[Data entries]
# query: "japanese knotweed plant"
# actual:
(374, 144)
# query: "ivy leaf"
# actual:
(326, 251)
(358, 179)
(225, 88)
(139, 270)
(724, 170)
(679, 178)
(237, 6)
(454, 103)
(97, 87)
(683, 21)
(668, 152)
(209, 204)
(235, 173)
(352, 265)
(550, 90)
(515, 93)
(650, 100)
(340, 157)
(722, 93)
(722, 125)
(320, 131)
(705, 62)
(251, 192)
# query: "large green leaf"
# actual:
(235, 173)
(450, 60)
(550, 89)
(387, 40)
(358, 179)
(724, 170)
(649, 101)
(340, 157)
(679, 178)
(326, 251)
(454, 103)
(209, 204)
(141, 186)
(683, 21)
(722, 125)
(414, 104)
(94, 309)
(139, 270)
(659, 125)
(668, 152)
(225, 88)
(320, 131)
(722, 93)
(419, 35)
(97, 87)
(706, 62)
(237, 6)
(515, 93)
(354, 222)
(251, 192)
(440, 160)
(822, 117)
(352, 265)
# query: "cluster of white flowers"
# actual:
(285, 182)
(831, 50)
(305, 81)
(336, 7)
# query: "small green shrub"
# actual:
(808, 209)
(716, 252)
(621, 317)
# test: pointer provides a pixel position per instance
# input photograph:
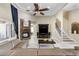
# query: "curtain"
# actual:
(15, 18)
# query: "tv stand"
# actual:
(43, 35)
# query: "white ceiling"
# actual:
(53, 7)
(71, 6)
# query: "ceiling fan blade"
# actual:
(41, 13)
(36, 6)
(45, 9)
(34, 14)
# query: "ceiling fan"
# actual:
(37, 9)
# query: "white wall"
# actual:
(45, 20)
(73, 17)
(5, 15)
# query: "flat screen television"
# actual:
(43, 28)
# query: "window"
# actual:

WHAT YOU NEED TO DO => Reproduce the lines above verbatim, leaving out the pictures.

ANSWER FOR THIS EXERCISE =>
# query: "japanese knotweed plant"
# actual:
(374, 144)
# query: "ivy leaf"
# actual:
(326, 251)
(358, 179)
(225, 88)
(139, 270)
(724, 170)
(679, 178)
(237, 6)
(454, 103)
(97, 87)
(683, 21)
(668, 152)
(209, 204)
(235, 173)
(352, 265)
(550, 90)
(515, 93)
(650, 100)
(340, 157)
(722, 93)
(722, 125)
(320, 131)
(705, 62)
(251, 192)
# query: "large green leaf"
# actual:
(235, 173)
(450, 60)
(550, 89)
(387, 40)
(358, 179)
(724, 170)
(649, 101)
(340, 157)
(679, 178)
(326, 251)
(454, 103)
(209, 204)
(141, 186)
(683, 21)
(722, 125)
(414, 104)
(94, 309)
(139, 270)
(659, 125)
(668, 152)
(225, 88)
(320, 131)
(722, 93)
(419, 35)
(97, 87)
(706, 62)
(237, 6)
(515, 93)
(354, 222)
(251, 192)
(440, 160)
(822, 117)
(352, 265)
# query: "cluster of white flowers"
# actual:
(285, 182)
(831, 50)
(305, 81)
(336, 7)
# query: "small green shrub"
# actual:
(808, 209)
(716, 252)
(621, 317)
# test: pointer provides a pixel position per instance
# input photograph:
# query: "curtain"
# actual:
(15, 18)
# query: "tv stand"
# actual:
(43, 35)
# query: "white ceiling"
# actual:
(53, 7)
(71, 6)
# query: "ceiling fan blade"
# actual:
(41, 13)
(36, 6)
(45, 9)
(34, 14)
# query: "ceiling fan"
# actual:
(37, 9)
# query: "white wall"
# actual:
(45, 20)
(73, 17)
(5, 15)
# query: "flat screen television"
# actual:
(43, 28)
# query: "window"
# actual:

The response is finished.